PROVIDED RECORDS:
★ ★ ★ ★
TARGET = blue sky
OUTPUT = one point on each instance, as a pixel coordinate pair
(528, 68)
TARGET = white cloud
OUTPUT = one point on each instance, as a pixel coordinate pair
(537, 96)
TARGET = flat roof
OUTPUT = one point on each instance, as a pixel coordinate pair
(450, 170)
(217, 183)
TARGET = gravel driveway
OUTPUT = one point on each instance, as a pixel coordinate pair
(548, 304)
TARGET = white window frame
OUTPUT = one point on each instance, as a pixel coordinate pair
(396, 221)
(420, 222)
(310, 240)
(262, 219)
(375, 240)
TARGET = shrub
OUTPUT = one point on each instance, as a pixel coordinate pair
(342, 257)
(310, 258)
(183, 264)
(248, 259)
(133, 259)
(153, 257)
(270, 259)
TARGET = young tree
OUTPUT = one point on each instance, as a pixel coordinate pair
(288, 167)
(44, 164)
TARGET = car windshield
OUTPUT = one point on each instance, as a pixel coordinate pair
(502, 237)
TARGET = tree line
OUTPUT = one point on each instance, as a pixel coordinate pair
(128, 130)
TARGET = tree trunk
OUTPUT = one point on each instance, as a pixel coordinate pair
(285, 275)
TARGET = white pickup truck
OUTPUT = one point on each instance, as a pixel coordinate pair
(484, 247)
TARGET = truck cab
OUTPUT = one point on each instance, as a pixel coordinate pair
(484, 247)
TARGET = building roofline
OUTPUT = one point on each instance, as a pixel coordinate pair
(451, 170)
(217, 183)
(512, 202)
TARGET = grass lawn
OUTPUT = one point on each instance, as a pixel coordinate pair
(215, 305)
★ ★ ★ ★
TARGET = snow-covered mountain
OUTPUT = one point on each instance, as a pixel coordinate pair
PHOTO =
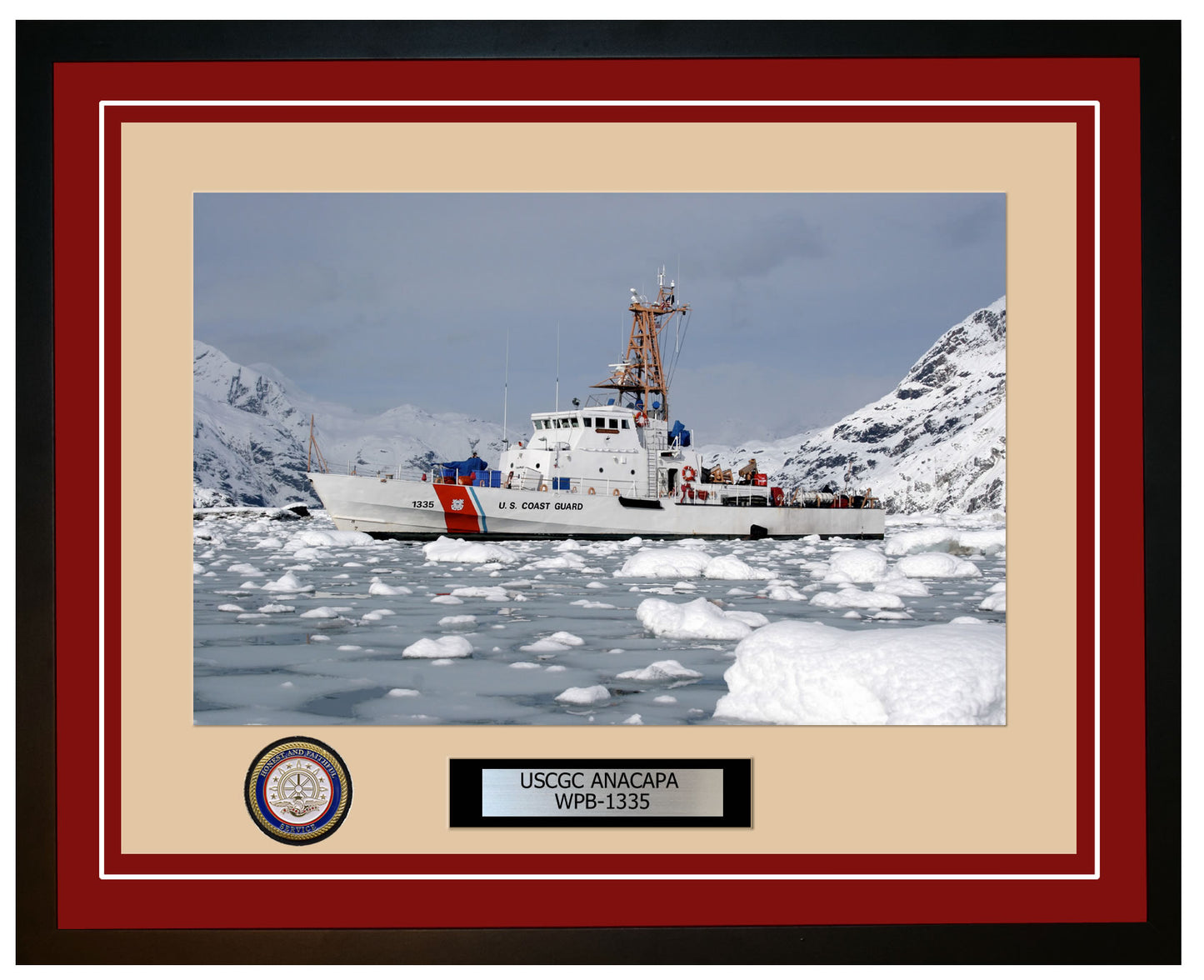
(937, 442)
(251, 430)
★ ★ ★ ★
WHAT THIS TASK INVOLVES: Which lines in the records contain the word "truck", matching case exactly? Copy each of those lines out in full.

EXERCISE OUTPUT:
TARGET = white pickup truck
TARGET = truck cab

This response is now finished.